In terms of corporate governance, management entrenchment, which has grown like wildfire in the past 20 years, is one area where there ought to be reforms. No one, but no one, is making any proposals that would make it easier for managements to be removed from office by stockholders. Instead, stockholder rights in this regard have been abdicated to Boards of Directors, almost all of who seem to be compliant management tools. Given that OPMI stock market prices change so capriciously, society is probably best served if a modicum of entrenchment in office exists. But as things exist now, whether for solvent companies or most issuers in Chapter 11, managements are either bullet-proofed in office, or are extremely well rewarded with severance parachutes if they leave office. In my view, OPMIs and society would be well served if the NYSE and NASD refused to list the common stocks of companies with overbearing provisions for management entrenchment. These provisions include “poison pills,” blank check preferreds, super voting common stocks, staggered elections for Boards of Directors, super majority voting provisions, preventing stockholders from convening special meetings, and having the company itself finance all of management’s expenditures where there is a contest for control. Relief, if any, on this score would have to come from Self-Regulatory Organizations (SROs), the NYSE and NASD. Not much seems possible at the state level. The SEC has no jurisdiction over corporate governance. But don’t hold your breath waiting for reforms in the area of management entrenchment.

▸ Data listing
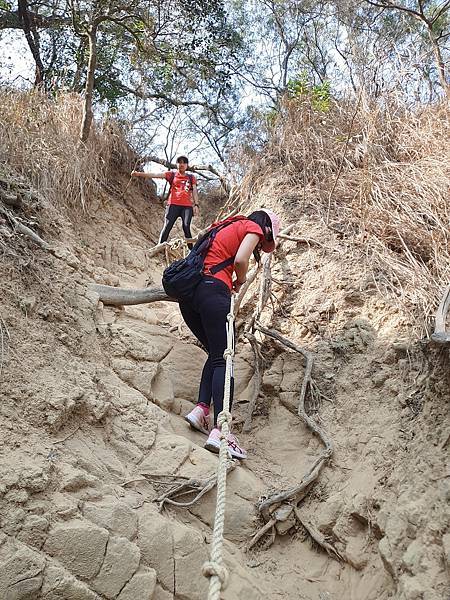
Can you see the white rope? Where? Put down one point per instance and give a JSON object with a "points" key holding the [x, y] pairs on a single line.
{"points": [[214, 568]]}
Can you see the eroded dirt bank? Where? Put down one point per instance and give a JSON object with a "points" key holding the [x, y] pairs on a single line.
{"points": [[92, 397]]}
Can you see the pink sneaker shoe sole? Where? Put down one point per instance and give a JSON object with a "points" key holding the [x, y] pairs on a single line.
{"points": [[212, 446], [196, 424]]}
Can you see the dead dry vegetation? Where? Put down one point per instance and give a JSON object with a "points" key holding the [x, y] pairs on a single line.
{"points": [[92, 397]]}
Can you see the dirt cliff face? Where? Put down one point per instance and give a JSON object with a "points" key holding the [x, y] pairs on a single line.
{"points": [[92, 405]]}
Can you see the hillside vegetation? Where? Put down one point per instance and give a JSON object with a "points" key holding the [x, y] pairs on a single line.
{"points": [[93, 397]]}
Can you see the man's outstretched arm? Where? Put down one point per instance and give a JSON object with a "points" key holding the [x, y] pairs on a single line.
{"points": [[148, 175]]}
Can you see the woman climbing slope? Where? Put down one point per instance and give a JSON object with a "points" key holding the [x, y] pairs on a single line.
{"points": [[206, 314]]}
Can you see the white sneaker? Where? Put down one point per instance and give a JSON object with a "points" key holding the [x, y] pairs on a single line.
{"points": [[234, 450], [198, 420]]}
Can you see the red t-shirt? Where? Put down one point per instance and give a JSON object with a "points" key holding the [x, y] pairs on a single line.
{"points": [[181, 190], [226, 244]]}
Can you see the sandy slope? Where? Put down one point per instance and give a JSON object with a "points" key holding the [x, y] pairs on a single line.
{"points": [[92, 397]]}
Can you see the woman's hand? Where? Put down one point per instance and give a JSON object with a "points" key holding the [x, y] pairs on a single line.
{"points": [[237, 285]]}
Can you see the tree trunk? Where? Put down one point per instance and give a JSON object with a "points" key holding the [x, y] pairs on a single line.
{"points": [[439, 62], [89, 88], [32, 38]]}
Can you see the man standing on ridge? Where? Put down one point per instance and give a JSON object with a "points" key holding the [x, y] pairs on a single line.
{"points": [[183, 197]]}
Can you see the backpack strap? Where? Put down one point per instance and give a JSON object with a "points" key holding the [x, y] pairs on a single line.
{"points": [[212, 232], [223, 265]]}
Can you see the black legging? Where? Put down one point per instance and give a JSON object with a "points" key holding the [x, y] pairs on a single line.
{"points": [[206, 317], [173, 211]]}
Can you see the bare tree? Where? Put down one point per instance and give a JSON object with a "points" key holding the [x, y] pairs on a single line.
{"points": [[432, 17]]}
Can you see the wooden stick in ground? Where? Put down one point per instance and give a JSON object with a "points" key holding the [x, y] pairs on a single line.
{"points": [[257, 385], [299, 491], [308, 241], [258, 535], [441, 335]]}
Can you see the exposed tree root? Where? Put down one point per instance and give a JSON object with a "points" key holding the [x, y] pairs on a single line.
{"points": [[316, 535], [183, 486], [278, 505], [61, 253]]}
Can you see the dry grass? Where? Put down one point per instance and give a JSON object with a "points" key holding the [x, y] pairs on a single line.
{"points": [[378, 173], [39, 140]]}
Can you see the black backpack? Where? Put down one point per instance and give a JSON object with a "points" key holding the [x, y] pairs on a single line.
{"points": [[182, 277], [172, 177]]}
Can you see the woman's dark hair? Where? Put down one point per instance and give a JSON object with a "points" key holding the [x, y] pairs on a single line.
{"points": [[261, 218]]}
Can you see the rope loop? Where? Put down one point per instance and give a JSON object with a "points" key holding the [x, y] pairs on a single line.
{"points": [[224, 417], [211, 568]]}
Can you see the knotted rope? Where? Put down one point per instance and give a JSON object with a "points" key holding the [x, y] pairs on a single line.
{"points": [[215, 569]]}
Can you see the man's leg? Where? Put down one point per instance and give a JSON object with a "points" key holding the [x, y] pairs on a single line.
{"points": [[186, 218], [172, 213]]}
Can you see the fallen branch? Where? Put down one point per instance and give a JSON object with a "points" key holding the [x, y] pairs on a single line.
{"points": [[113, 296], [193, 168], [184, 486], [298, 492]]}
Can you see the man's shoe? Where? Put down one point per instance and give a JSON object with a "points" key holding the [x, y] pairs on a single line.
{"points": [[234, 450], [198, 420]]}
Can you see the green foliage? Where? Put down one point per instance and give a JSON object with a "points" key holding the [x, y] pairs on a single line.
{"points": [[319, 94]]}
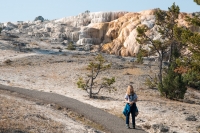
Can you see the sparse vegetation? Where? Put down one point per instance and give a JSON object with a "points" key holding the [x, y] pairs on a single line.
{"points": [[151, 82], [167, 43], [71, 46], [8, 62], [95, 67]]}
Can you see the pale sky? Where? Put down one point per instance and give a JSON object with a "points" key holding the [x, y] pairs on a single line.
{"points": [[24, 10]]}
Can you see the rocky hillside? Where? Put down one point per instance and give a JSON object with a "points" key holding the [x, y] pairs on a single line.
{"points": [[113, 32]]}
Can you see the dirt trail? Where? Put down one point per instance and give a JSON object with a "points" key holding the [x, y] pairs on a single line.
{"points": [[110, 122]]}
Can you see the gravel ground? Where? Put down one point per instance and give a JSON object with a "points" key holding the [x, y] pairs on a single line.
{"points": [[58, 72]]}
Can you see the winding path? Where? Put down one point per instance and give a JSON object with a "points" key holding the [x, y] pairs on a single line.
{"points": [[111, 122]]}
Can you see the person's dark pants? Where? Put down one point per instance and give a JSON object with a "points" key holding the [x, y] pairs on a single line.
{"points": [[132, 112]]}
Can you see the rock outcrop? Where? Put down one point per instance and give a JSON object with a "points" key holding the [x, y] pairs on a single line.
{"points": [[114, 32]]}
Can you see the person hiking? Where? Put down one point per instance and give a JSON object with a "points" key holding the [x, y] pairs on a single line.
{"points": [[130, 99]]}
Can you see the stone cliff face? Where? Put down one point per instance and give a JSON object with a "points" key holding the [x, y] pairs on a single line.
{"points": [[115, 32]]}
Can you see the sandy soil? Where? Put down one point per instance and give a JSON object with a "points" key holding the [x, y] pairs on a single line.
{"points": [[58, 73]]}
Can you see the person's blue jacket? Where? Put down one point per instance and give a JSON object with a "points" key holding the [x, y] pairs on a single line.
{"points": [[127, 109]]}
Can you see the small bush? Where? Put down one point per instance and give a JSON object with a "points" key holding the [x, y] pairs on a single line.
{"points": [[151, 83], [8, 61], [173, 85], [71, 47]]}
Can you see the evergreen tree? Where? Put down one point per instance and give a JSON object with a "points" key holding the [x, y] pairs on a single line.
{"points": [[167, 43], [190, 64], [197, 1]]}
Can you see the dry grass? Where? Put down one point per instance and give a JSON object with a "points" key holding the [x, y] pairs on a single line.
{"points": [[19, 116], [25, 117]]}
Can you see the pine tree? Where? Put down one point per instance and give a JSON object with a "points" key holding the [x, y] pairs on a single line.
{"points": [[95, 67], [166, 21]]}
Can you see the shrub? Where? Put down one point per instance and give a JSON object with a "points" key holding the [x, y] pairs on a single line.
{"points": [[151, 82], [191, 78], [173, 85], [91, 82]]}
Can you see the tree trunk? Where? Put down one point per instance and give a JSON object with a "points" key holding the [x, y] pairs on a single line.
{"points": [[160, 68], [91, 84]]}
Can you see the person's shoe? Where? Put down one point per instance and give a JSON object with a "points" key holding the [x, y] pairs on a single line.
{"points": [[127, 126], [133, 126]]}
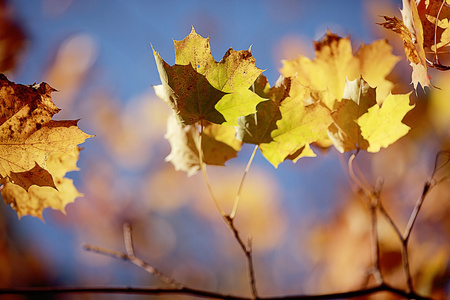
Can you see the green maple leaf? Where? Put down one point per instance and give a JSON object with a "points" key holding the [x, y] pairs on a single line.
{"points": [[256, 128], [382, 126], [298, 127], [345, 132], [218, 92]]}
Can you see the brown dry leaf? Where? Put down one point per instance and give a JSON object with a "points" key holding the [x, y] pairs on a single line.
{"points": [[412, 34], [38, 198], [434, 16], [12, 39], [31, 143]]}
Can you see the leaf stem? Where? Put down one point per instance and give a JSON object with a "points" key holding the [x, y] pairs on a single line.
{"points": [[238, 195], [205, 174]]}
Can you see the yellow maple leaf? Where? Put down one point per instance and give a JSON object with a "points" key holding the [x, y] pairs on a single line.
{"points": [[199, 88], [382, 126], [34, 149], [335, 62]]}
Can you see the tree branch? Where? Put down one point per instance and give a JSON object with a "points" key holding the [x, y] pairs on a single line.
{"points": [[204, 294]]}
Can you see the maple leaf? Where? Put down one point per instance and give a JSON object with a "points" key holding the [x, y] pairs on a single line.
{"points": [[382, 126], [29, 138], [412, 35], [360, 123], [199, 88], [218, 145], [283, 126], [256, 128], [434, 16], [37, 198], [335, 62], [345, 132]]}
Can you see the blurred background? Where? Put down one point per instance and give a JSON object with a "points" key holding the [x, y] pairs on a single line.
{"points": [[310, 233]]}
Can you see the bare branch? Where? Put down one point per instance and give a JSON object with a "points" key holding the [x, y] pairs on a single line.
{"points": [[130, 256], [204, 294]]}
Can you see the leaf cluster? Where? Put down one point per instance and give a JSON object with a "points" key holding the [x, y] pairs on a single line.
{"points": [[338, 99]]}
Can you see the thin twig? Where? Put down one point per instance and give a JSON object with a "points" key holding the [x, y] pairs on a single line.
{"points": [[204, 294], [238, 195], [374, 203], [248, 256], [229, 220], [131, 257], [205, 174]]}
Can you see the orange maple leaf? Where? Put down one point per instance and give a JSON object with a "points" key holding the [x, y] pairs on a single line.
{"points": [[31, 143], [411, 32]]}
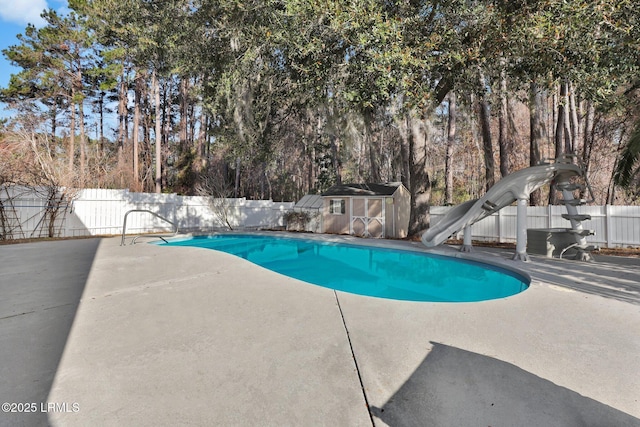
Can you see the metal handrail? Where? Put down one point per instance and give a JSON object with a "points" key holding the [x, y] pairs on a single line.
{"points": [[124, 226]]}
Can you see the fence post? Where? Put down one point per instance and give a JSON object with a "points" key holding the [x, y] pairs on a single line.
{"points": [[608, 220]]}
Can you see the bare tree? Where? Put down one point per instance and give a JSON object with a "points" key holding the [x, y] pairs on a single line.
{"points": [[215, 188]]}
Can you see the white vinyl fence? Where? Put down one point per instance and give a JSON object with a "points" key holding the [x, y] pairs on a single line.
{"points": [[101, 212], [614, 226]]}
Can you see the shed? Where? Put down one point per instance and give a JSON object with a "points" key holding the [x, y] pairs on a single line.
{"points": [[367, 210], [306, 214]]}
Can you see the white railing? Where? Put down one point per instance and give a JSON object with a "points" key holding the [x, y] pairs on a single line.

▸ Exercise requirements
Copy the passage above on management entrenchment in full, word for word, with nothing changed or left out.

▸ Response area
In terms of corporate governance, management entrenchment, which has grown like wildfire in the past 20 years, is one area where there ought to be reforms. No one, but no one, is making any proposals that would make it easier for managements to be removed from office by stockholders. Instead, stockholder rights in this regard have been abdicated to Boards of Directors, almost all of who seem to be compliant management tools. Given that OPMI stock market prices change so capriciously, society is probably best served if a modicum of entrenchment in office exists. But as things exist now, whether for solvent companies or most issuers in Chapter 11, managements are either bullet-proofed in office, or are extremely well rewarded with severance parachutes if they leave office. In my view, OPMIs and society would be well served if the NYSE and NASD refused to list the common stocks of companies with overbearing provisions for management entrenchment. These provisions include “poison pills,” blank check preferreds, super voting common stocks, staggered elections for Boards of Directors, super majority voting provisions, preventing stockholders from convening special meetings, and having the company itself finance all of management’s expenditures where there is a contest for control. Relief, if any, on this score would have to come from Self-Regulatory Organizations (SROs), the NYSE and NASD. Not much seems possible at the state level. The SEC has no jurisdiction over corporate governance. But don’t hold your breath waiting for reforms in the area of management entrenchment.